DIRECTIVES ->
1. According to the forum thread, in what year did "Star Trek" (TOS) come out?
2. Rewrite only the entries from the line with "Task: pin the engine" to the line with "point(200, 388)", both included. Add 137 to every coordinate in their answers.

SELECTED PASSAGE ->
Don't forget, when "Star Trek" (TOS) came out in 1966, it was pretty much a bust. Our "instant gratification" society these days isn't even willing to give a show (even a good one, if any do indeed exist on American television) much of a chance.
[OTOH, at least now there's DVD for those of us who need a fix of the older shows that were flashes-in-the-pan. Now, where is my collection of Season 1 of "Wild Wild West"?]
Linda
4.Oct.2006 12.54pm
http://www.brilliantbutcancelled.com/
i miss my "sons & daughters"
4.Oct.2006 2.01pm
Linda, I guess that means I either have to design a "Reality" typeface or do a retro of Trajan :-)
ChrisL
4.Oct.2006 3.29pm
.
4.Oct.2006 3.30pm
Paul, I'm a little stranged-out by a website lamenting flash-in-the-pan stuff that has ads for the new shows, aren't you? ;-)
Chris -- Given that even "Survivor" (as the first of the recent crop of "reality" shows) uses a retro typeface, I think you better stick with a remixed Trajan! (rofl)
humming "Everything Old is New Again" off into the sunset....
4.Oct.2006 4.03pm
Your font is both good and original; but the part that is good is not original, and the part that is original is not good.
With appologies to the rather stuck-up Samuel Johnson.
4.Oct.2006 5.56pm
dezcom:
"What happens when everybody is retroing prior retros of prior retros?..."
Then you are trapped in the newest retro movement, emulating the 1990's.
Choz Cunningham
!Exclamachine Type Foundry
http://www.exclamachine.com
4.Oct.2006 7.20pm
or just retroing 2005?
:-)
ChrisL
4.Oct.2006 7.44pm
It's a lot, lot harder to do original work than it is to do revivals and retro, and people are not as receptive as they were 10 years ago. Just check out MyFonts best sellers, which are scripts, mostly retro, and mid-20th century sans serif faces, which I would also classify as retro. After all, in the postmodern era, modernism is retro.
4.Oct.2006 8.43pm
Definitely much harder, with a revival, retro-inspired, rip off, homage, pastiche, or what ever you want to call it; you know that the previously treaded ground is firm and clear. There's a market acceptance before you even start.

(Some records)
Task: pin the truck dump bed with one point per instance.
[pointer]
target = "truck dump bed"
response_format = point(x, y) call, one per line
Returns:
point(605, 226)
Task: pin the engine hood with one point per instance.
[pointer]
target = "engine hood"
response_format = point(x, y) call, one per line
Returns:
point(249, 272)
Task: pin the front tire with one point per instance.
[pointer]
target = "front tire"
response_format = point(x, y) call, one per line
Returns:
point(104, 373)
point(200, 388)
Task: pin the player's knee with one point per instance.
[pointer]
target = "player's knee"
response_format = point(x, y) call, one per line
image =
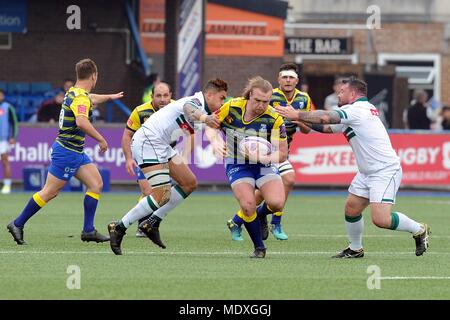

FULL ANSWERS ->
1. 1966

2.
Task: pin the engine hood with one point per instance.
[pointer]
target = "engine hood"
response_format = point(x, y) call, one per line
Returns:
point(386, 409)
Task: pin the front tire with one point per instance.
[pointer]
target = "front tire"
response_format = point(x, y) call, one per line
Returns:
point(241, 510)
point(337, 525)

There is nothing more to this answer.